▶ _WHAT THIS EXERCISE ASKS_:
1. Answer these questions using the passage about Jefferson Davis's Senate farewell:
(a) On what date did Davis and the other Deep South senators announce their resignations?
(b) How many Southern states had seceded from the Union over the winter?
(c) According to his valedictory, what did Davis say he bore his Republican adversaries?
2. Carry on the passage about Jefferson Davis's Senate farewell, writing what comes after its final sentence.

▶ _DOCUMENT EXCERPT_:
_ _ _ _ _ _ _

When the cold, fastidious Mississippian rose to speak, a hush fell over the crowded Senate chamber. It was January 21, 1861, and Jefferson Davis and four other senators from the Deep South were here this day to announce their resignations. Over the winter, five Southern states had seceded from the Union, contending that Abraham Lincoln’s election as President doomed the white man’s South, that Lincoln and his fellow Republicans were abolitionist fanatics out to eradicate slavery and plunge Dixie into racial chaos. Though the Republicans had pledged to leave the peculiar institution alone where it already existed, Deep Southerners refused to believe them and left the Union to save their slave-based society from Republican aggression.

For his part, Jefferson Davis regretted that Mississippi had been obliged to secede, and he had spent a sleepless night, distressed about the breakup of the Union and fearful of the future. To be sure, he loved the idea of a Southern confederacy; and he had warned Republicans that if the South could not depart in peace, a war would begin, the likes of which man had never seen before. But today, as he gave his valedictory in the Senate, Davis was sad and forlorn, his voice quavering. He bore his Republican adversaries no hostility, he said, and wished them and their people well. He apologized if in the heat of debate he had offended anybody—and he forgave those who had insulted him. “Mr. President and Senators,” he said with great difficulty, “having made the announcement which the occasion seemed to me to require, it only remains for me to bid you a final adieu.”

_ _ _ _ _ _ _

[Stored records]
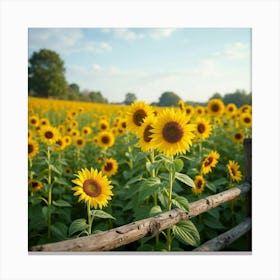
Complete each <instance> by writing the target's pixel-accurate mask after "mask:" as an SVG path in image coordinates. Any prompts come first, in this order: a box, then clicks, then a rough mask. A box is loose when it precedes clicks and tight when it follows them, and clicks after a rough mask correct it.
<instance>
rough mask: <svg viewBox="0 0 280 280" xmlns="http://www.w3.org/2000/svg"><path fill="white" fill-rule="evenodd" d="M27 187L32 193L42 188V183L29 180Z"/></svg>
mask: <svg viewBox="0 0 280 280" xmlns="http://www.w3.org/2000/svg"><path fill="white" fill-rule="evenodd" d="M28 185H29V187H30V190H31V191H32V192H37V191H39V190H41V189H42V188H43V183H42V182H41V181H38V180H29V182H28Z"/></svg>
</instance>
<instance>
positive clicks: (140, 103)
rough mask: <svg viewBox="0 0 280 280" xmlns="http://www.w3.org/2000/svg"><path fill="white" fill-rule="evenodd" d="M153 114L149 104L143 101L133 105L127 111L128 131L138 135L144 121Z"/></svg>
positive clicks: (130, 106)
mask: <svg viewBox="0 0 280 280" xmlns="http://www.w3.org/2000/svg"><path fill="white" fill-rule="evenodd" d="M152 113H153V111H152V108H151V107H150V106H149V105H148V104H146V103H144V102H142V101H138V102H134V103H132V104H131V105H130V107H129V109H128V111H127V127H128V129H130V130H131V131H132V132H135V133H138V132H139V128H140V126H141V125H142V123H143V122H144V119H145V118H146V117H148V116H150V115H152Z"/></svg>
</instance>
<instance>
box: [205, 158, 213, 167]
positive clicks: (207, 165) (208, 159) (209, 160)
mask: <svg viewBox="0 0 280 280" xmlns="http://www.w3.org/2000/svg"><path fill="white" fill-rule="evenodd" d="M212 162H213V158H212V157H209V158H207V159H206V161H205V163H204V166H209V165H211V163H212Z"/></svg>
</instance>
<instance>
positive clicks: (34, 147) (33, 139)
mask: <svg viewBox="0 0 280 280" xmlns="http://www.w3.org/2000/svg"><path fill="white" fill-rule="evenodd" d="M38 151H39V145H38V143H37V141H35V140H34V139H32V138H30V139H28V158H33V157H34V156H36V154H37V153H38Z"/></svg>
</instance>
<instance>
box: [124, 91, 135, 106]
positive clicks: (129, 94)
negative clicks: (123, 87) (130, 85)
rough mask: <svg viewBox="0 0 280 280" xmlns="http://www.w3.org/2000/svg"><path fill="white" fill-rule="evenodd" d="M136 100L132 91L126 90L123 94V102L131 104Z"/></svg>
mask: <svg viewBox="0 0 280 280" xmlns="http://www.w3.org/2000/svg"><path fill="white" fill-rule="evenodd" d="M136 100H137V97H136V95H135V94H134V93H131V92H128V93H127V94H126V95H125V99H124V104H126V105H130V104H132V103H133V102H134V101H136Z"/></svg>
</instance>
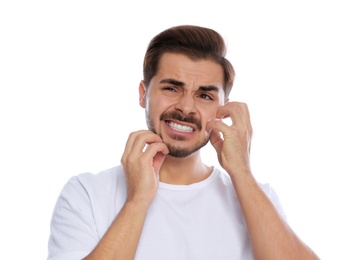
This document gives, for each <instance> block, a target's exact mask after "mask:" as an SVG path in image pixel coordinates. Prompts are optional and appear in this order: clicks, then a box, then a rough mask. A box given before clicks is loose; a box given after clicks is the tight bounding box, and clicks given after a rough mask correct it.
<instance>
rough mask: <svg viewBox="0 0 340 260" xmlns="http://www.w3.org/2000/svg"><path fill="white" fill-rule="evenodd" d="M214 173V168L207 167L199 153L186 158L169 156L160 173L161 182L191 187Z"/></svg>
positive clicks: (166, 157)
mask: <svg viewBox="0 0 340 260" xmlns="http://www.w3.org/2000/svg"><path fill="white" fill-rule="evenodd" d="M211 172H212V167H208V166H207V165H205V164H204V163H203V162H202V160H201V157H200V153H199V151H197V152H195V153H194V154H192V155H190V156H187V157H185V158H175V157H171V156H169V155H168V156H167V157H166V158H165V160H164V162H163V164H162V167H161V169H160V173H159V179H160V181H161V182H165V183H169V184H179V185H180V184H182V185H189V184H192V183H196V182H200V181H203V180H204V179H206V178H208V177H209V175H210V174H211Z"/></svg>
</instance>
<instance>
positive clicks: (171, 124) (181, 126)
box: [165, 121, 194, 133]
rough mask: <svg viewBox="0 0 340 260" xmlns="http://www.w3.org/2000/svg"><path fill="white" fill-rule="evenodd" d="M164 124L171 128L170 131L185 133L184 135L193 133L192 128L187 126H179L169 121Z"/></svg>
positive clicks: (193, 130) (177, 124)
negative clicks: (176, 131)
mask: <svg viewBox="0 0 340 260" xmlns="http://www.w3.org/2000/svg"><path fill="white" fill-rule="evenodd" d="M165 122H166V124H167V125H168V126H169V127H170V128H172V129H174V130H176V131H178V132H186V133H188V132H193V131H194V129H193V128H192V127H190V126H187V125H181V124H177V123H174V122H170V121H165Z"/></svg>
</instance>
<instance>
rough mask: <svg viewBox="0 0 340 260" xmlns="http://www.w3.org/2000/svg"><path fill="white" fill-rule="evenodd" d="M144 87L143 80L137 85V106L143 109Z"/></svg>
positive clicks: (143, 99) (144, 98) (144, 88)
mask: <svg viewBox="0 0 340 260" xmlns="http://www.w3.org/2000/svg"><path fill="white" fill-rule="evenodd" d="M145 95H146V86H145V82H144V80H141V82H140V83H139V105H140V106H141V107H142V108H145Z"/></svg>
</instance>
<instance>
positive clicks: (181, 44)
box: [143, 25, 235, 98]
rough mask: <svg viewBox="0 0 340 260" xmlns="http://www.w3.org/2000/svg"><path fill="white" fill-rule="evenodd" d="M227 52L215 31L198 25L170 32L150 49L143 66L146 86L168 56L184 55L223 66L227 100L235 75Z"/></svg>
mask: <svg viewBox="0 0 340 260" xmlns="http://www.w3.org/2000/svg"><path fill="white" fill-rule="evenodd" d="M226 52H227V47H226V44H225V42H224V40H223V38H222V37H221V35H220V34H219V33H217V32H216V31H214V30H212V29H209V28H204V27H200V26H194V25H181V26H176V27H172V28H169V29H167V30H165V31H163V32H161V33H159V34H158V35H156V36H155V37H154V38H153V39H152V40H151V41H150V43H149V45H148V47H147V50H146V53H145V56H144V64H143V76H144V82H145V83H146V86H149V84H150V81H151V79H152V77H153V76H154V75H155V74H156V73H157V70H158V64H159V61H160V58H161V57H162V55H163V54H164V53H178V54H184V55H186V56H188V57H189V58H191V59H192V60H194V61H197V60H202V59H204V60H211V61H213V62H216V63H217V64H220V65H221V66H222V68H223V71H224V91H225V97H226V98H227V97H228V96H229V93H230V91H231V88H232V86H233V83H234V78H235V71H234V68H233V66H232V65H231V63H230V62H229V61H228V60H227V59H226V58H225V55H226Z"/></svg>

_ _ _ _ _ _ _

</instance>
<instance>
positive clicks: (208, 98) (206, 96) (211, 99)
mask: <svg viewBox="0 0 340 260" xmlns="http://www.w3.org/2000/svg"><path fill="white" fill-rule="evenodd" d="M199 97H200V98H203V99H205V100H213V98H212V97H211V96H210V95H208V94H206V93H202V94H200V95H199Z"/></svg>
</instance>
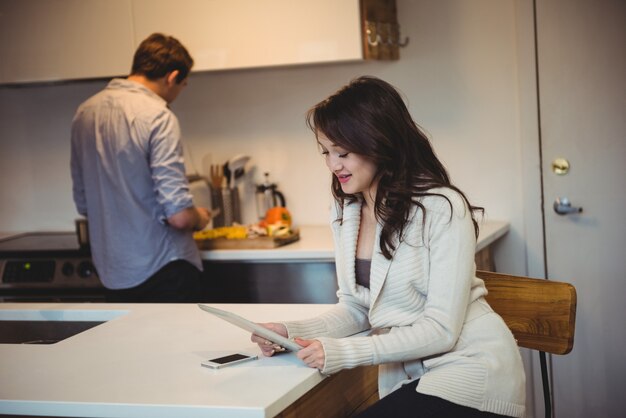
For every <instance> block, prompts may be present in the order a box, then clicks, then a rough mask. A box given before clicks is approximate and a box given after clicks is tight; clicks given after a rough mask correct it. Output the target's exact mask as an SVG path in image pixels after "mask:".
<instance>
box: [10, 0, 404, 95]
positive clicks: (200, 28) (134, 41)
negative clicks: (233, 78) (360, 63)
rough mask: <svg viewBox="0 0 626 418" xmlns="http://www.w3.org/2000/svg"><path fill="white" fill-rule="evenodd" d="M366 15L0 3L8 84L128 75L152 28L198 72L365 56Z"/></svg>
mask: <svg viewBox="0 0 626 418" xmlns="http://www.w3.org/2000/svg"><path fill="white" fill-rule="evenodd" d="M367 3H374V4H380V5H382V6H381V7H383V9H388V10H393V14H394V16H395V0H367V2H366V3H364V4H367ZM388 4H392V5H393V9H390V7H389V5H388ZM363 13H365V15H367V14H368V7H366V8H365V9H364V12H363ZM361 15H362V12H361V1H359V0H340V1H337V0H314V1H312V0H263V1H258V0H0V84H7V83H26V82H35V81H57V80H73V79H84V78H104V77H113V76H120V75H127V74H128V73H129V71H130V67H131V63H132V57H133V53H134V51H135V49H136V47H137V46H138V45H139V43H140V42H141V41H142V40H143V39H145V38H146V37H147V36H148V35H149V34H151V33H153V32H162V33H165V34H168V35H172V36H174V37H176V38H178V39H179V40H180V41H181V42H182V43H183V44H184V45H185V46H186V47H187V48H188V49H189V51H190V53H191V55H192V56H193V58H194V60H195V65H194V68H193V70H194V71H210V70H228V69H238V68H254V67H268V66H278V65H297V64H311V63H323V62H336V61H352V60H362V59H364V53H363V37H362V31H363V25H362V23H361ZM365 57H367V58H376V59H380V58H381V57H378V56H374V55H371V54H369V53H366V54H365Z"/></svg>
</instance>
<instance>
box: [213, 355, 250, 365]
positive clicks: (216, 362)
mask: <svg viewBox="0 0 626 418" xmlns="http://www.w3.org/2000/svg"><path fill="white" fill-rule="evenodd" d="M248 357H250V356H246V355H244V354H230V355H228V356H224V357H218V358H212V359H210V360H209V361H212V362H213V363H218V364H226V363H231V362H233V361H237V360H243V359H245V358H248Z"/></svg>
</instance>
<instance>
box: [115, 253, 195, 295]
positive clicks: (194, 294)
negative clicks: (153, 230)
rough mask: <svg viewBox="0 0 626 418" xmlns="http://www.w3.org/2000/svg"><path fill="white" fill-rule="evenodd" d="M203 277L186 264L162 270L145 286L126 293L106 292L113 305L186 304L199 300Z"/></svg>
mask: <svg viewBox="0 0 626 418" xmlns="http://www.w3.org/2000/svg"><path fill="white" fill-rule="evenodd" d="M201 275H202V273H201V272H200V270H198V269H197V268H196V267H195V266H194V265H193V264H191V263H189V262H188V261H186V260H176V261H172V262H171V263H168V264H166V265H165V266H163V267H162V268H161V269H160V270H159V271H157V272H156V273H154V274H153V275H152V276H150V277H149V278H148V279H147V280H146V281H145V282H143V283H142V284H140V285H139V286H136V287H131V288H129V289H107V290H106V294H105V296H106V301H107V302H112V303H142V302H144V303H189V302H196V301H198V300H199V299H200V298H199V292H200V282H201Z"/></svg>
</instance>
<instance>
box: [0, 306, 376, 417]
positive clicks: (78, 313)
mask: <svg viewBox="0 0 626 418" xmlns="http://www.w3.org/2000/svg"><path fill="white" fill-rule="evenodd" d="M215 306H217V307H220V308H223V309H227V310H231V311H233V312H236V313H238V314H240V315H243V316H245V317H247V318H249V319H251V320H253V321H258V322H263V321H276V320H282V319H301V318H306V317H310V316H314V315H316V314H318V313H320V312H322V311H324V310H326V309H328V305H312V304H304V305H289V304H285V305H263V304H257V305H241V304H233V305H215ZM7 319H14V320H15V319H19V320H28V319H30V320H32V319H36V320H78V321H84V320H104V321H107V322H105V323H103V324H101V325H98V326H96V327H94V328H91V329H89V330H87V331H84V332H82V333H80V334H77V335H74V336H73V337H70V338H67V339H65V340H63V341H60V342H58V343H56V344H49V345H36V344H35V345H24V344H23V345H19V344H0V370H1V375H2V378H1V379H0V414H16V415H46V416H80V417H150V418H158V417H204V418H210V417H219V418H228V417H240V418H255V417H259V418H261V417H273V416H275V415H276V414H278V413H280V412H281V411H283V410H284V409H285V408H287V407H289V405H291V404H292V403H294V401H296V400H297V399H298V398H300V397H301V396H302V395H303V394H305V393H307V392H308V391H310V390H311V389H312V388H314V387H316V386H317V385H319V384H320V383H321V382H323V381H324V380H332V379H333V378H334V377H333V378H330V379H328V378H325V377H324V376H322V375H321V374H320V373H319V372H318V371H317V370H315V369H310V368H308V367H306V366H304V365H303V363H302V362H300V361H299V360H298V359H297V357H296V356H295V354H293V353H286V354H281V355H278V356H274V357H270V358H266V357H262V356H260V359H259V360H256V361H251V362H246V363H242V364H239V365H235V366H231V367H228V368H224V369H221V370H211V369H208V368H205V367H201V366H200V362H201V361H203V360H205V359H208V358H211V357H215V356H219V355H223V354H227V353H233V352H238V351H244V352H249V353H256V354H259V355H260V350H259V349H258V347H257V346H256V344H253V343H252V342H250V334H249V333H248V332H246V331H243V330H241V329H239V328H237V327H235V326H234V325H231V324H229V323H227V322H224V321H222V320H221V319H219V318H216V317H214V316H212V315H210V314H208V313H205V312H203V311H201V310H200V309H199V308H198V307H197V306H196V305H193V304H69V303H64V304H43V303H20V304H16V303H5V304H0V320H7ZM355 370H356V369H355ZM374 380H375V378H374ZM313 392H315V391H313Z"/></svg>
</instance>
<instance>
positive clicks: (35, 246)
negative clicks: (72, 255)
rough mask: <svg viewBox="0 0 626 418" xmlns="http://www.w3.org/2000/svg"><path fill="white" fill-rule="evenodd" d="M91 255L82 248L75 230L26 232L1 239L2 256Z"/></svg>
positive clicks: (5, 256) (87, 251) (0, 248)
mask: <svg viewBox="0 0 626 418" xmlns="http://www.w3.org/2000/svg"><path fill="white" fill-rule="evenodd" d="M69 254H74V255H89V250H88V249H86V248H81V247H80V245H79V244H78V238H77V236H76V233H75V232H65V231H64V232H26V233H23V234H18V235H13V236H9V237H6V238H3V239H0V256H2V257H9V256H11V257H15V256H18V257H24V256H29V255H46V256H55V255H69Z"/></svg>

_ _ _ _ _ _ _

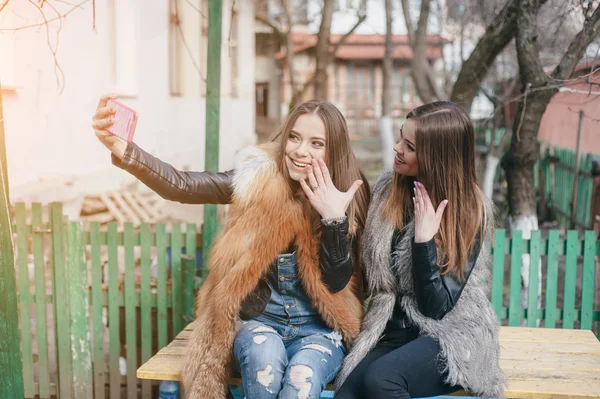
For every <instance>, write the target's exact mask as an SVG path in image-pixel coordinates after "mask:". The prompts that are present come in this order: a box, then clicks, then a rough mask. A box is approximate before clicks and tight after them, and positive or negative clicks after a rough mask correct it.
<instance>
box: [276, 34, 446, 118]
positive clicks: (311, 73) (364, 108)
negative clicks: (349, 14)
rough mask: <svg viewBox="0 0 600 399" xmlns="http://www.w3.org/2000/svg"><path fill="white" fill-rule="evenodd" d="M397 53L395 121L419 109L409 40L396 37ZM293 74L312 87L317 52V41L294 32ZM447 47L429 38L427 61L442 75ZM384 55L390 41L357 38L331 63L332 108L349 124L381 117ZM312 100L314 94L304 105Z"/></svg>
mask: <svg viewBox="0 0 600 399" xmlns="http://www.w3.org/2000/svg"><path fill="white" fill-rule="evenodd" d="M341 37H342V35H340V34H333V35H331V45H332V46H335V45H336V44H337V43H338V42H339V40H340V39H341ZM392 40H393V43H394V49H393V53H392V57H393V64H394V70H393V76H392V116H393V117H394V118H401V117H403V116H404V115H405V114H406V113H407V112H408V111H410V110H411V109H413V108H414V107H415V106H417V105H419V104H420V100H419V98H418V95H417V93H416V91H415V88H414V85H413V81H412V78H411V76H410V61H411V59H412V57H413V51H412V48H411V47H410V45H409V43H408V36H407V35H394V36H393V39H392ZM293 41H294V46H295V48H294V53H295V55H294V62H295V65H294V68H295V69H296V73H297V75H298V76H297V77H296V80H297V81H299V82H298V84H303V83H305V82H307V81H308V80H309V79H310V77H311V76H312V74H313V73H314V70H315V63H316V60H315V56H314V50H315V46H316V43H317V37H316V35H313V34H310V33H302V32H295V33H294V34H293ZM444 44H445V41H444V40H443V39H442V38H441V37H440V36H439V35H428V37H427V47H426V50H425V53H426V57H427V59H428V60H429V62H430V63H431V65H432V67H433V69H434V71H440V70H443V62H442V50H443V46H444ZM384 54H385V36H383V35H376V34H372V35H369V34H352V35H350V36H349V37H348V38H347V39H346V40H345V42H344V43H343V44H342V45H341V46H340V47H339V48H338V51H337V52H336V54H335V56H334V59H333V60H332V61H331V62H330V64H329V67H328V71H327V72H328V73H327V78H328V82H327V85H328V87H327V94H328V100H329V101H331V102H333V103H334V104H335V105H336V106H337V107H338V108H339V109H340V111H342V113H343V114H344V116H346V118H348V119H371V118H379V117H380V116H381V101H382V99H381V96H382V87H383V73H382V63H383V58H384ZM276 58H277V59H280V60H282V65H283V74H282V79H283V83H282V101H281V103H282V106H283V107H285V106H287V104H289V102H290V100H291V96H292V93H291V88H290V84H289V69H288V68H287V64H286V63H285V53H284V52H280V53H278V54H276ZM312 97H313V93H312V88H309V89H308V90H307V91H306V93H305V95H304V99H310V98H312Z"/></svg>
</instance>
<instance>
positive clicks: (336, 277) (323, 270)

_ _ _ _ _ _ _

▶ _ANSWERS TO THE EXERCISE_:
1.
(a) January 21, 1861.
(b) Five.
(c) No hostility.

2.
Several senators were visibly moved, and there were audible sobs in the galleries. As Davis made his exit, with Southern ladies waving handkerchiefs and crying out in favor of secession, Republicans stared grimly after him, realizing perhaps for the first time that the South was in earnest, the Union was disintegrating.

As Lincoln’s inauguration approached and more Southern congressmen resigned to join the Confederacy, Republicans gained control of both houses and voted to expel the secessionists as traitors. Senator Lyman Trumbull of Illinois pronounced them all mad, and Charles Sumner of Massachusetts exhorted the free states to stand firm in the crisis. Michigan’s Zachariah Chandler vowed to whip the South back into the Union and preserve the integrity of the government. And Ben Wade of Ohio predicted that secession would bring about the destruction of slavery, the very thing Southerners dreaded most. “The first blast of civil war,” he had thundered at them, “is the death warrant of your institution.”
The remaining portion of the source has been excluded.